Selected extract
Start of Block

By now both Comet and Sun were facing heavy competition from not only Hulton Press' acclaimed Eagle and Scots arch-rival DC Thomson, but also fresher AP boys' titles Lion and Tiger, while Westerns in general were being pushed out by the audience's growing interest in World War II action. 1956 saw the title respond to the science fiction trend with the futuristic Jet-Ace Logan, one of a slew of Dan Dare clones that appeared in British comics of the period. Despite his derivative nature, art from Campion and later John Gillatt helped Logan and his majestically named assistant Plumduff Charteris find an audience, and the strip was another to run until the final issue. June 1957 saw a format change, dropping the front cover strip in favour of a full-page art cover. Other features were less impressive at this point; they included film adaptations (some as picture strips, some as prose "illustrated" by stills from the movie), overseas imports, and reprints of material - particularly from Knockout and AP's growing line of Picture Library titles. Comet however continued to lose sales. Hoping to both shore up its profitability and more closely aligned it with their newer boys' weeklies, June 1958 saw Comet drop the photogravure printing and painted covers, instead become a 22-page newsprint title with three-colour front covers (initially overlaid with blue and later red). Billy Bunter was a casualty of the redesign, which instead brought in war story "Commando One". Circulation continued to drop however, and Comet ended after 580 issues in October 1959, shortly after AP was reorganised into Fleetway Publications, merging into Tiger the following week.

End of Block

Data supplied
Start of Block

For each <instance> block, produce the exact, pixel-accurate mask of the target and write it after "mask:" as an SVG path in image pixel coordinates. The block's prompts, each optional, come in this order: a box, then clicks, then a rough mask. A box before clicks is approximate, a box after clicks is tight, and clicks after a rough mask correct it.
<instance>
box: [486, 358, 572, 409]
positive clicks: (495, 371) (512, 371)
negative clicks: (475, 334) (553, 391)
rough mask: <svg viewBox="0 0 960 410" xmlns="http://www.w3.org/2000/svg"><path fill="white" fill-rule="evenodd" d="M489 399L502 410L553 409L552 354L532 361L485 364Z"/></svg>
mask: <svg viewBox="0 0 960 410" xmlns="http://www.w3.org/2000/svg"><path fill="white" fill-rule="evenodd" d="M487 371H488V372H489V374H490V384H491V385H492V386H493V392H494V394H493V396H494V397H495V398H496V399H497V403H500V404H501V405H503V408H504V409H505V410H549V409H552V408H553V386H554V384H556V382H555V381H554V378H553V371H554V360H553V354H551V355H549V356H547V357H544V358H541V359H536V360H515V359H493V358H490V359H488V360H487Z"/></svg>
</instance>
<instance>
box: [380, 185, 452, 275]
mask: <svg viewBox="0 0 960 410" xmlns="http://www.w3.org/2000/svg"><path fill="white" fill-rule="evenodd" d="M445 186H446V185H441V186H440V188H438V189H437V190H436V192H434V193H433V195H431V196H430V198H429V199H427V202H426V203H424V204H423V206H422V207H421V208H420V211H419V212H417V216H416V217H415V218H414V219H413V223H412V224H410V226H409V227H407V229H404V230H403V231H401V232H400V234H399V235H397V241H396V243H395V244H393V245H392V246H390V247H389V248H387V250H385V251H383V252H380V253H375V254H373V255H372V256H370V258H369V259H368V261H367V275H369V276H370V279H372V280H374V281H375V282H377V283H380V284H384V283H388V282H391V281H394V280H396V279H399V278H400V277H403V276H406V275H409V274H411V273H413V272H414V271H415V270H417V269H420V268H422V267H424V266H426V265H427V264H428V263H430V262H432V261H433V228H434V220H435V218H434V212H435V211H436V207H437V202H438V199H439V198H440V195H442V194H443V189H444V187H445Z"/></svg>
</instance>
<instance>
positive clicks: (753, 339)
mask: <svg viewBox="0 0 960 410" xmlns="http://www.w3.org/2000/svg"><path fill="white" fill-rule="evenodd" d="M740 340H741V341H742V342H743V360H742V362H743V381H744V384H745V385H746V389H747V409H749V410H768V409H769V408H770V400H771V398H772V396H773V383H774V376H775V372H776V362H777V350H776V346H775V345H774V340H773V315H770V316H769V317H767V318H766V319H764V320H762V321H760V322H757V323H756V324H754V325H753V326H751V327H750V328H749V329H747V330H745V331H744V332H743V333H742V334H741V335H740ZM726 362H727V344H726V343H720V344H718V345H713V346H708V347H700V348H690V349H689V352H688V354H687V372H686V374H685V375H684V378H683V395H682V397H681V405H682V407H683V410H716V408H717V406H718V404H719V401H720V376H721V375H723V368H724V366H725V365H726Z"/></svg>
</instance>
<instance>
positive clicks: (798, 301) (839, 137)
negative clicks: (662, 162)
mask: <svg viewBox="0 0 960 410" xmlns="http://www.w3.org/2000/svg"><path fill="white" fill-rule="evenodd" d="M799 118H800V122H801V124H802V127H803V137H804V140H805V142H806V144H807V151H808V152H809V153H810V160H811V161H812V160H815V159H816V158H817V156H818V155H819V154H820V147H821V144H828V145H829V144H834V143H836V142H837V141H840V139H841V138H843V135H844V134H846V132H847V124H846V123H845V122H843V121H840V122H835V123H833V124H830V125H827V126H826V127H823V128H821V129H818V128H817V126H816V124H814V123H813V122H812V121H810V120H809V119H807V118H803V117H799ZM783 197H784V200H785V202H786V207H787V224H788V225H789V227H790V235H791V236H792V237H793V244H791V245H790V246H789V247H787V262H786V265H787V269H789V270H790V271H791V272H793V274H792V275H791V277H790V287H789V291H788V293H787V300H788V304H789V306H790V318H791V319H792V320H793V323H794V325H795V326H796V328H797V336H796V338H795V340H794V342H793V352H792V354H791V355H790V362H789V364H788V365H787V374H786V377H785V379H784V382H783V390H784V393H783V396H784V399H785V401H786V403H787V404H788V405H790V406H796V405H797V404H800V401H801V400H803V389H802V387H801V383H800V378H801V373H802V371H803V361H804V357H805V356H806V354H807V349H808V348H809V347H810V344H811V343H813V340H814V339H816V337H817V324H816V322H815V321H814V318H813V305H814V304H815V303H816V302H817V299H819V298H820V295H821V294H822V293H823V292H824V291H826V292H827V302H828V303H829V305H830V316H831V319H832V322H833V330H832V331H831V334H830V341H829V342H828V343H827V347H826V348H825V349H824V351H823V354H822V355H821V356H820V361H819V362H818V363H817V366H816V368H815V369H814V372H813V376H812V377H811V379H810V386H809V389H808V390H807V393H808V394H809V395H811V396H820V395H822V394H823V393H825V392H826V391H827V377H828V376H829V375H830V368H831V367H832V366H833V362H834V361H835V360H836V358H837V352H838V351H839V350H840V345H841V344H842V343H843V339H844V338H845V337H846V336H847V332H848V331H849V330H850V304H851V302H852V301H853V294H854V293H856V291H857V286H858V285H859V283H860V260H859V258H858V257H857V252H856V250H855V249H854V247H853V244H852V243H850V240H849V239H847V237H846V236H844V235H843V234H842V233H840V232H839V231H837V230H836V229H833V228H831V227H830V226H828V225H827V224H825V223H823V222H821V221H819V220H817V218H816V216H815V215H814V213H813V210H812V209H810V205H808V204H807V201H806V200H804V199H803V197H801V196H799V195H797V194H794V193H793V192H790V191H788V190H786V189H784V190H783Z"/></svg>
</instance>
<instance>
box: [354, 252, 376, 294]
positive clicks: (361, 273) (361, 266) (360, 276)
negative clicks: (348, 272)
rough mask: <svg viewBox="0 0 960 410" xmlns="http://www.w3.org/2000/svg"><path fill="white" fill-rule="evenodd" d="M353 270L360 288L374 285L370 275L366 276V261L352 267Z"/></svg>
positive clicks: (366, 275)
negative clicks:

End of Block

Exercise instructions
1 - Extract the records verbatim, everything from their first line down to the line containing "positive clicks: (495, 371) (512, 371)", with both ends included.
2 - Extend the account of the comic Comet, beginning after its final sentence.
The history of the comic and the records were taken from separate sources.

Your responses
1 -
For each <instance> block, produce the exact, pixel-accurate mask of the target and write it after "mask:" as an SVG path in image pixel coordinates. The block's prompts, each optional, come in this order: a box, then clicks, then a rough mask. A box before clicks is approximate, a box after clicks is tight, and clicks after a rough mask correct it.
<instance>
box: [486, 358, 572, 409]
positive clicks: (495, 371) (512, 371)

2 -
"Jet-Ace Logan" would continue in Tiger and Comet until 7 May 1960, before the comic reverted to Tiger once again; Logan would however stay part of the line-up until March 1968, albeit in reprint form for the final three years. The only other strip to make the move was "Commando One", and even then only as a one-off to conclude the story. The various stories created for Comet have been owned by Rebellion Publishing since 2018.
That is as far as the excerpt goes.